** start of Entries supplied **

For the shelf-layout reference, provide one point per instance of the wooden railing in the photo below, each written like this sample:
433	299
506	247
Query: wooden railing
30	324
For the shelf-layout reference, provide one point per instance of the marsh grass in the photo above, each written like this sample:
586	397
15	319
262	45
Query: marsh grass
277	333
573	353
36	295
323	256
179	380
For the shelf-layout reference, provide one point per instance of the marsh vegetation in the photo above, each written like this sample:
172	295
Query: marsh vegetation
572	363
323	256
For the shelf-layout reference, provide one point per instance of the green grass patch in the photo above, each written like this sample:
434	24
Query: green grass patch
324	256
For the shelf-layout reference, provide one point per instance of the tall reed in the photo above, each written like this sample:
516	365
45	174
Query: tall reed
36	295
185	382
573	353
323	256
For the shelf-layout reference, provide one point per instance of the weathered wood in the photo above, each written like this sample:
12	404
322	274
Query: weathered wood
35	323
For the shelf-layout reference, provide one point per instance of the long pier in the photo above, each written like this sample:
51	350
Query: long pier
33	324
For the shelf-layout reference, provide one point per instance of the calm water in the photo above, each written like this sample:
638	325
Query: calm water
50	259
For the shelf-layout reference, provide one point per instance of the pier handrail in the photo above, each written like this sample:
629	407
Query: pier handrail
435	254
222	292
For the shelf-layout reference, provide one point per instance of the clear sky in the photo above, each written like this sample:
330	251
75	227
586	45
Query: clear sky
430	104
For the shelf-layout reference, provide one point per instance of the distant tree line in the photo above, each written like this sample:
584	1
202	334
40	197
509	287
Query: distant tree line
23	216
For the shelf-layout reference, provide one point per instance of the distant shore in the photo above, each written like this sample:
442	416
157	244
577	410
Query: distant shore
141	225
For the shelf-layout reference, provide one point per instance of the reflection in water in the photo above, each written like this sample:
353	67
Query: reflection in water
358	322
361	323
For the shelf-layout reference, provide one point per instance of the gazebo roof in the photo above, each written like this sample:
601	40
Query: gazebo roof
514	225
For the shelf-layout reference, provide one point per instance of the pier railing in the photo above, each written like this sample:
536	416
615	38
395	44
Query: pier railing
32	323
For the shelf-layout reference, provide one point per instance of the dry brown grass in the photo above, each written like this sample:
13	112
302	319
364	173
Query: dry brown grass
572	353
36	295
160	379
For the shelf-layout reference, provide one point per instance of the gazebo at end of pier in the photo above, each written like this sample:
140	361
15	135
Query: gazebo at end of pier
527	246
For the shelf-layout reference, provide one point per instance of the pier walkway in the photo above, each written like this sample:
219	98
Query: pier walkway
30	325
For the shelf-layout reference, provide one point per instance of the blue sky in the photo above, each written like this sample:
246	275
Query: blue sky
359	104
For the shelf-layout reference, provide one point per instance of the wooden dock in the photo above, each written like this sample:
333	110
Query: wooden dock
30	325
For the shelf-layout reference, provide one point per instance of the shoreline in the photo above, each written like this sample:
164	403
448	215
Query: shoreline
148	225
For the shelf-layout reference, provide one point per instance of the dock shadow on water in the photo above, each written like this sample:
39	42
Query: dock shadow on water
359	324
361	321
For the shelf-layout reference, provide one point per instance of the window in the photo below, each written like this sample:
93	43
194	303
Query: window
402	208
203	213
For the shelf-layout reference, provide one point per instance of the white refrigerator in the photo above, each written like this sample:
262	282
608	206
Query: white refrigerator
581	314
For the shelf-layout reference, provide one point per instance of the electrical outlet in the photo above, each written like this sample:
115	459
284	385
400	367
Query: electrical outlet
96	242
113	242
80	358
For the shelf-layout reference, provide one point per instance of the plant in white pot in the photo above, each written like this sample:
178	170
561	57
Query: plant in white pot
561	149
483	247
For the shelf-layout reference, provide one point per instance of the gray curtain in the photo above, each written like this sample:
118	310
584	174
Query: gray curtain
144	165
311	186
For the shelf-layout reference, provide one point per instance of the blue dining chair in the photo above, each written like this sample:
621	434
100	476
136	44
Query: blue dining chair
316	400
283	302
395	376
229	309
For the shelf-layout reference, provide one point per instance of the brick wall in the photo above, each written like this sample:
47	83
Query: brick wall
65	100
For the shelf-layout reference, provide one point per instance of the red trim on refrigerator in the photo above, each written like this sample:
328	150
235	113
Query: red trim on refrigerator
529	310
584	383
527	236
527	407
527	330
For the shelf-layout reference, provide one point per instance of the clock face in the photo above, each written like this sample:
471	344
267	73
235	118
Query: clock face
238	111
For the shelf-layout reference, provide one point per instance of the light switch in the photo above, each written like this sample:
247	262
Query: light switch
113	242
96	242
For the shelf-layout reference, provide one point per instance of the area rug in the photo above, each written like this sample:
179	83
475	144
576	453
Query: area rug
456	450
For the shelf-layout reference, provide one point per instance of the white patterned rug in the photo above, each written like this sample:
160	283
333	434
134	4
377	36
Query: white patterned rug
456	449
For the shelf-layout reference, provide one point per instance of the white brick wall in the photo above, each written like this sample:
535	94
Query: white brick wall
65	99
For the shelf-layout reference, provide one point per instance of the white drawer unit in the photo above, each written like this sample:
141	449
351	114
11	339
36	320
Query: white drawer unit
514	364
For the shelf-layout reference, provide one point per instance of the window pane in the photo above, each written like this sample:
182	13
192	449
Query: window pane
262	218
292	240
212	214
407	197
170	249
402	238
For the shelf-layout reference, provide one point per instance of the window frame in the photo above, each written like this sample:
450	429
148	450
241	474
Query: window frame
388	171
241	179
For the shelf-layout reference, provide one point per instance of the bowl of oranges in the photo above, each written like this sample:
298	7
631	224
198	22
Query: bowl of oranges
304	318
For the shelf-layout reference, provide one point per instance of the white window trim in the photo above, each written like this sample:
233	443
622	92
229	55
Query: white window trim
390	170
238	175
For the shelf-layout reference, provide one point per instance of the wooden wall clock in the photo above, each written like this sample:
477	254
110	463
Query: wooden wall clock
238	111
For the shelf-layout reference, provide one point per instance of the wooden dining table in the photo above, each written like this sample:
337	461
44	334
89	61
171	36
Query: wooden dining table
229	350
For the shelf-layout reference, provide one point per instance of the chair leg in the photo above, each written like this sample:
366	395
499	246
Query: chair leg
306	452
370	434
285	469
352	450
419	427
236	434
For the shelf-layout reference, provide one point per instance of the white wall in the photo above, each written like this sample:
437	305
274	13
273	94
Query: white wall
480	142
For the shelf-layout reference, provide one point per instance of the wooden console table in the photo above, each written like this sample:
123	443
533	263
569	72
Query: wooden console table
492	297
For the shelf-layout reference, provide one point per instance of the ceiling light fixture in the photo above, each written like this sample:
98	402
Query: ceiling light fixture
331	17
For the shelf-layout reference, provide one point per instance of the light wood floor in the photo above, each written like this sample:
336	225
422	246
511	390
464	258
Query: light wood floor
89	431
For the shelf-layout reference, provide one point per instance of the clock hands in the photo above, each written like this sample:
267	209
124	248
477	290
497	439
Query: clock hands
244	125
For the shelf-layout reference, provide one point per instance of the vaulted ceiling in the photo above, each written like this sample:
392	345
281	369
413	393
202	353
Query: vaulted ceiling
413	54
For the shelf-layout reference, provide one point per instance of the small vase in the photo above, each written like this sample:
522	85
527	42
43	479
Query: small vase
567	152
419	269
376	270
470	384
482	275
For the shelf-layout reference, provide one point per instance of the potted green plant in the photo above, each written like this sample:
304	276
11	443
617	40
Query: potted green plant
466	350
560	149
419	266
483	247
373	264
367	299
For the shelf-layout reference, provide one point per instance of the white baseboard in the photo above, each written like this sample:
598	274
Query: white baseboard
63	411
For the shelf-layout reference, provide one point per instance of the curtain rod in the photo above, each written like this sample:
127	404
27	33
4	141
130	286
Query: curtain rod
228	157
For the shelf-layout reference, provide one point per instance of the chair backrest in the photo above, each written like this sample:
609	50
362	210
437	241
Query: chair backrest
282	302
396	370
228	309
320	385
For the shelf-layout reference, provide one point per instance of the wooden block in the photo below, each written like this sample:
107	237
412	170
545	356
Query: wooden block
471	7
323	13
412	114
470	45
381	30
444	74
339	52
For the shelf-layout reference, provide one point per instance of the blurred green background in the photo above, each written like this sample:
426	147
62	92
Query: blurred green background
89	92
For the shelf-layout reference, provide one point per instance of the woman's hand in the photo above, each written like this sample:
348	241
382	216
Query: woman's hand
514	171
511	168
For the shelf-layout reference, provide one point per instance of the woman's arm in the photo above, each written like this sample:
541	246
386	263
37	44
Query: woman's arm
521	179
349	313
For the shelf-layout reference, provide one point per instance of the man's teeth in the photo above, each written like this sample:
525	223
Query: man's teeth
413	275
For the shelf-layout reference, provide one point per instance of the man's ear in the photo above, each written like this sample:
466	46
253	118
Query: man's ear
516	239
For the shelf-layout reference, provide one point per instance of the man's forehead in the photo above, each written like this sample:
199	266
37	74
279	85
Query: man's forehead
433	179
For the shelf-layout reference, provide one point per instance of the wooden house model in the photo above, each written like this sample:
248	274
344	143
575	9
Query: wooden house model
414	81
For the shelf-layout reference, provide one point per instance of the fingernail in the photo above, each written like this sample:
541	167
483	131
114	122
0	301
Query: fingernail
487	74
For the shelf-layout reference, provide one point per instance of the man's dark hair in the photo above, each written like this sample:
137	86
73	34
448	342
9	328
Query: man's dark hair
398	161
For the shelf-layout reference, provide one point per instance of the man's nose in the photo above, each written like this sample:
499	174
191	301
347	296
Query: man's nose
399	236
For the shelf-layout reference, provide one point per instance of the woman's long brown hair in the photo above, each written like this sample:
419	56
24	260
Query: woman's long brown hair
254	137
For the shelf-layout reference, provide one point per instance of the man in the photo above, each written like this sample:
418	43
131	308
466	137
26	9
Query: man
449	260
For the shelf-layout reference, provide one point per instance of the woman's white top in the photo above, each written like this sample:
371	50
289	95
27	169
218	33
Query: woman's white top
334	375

** end of Entries supplied **

### Required task
Take the lines from the one containing "the man's ear" to the last line of the material above and write them out exactly.

### Correct output
For the shelf-layout reference, provide one point per instance of the man's ear in the photo above, each written like this sample:
466	46
253	118
Query: man's ear
516	239
For the shelf-layout reference, provide one point per instance of the man's forehead in the photo above, each written like this sample:
199	266
37	74
279	85
Query: man's forehead
433	179
For the shelf-layout reference, provide one point per instance of the wooden house model in the photo above, each written like this sample:
248	274
344	143
575	9
Query: wooden house model
414	81
For the shelf-layout reference, provide one point per instance of the fingernail in the photo above, each written like this sample:
541	167
483	131
114	122
0	301
Query: fingernail
487	74
For the shelf-layout reference, provide one point per instance of the man's dark hair in the photo above, each written like this sample:
137	86
73	34
448	342
9	328
Query: man's dark hair
398	161
For the shelf-layout reference, provide one point per instance of the man's nose in the photo above, each written like this sample:
499	174
191	301
347	296
Query: man's nose
399	236
For the shelf-layout reference, provide one point per instance of the woman's long brown hair in the photo above, each written like this sample:
419	56
24	260
Query: woman's long brown hair
254	137
For the shelf-layout reference, provide one point per instance of the man in the photo above, each written like this sample:
418	43
131	308
466	137
26	9
Query: man
449	260
For the shelf-layout reference, provide one point per instance of the woman's white top in the photo above, each written like this sample:
371	50
289	95
27	169
218	33
Query: woman's white top
334	375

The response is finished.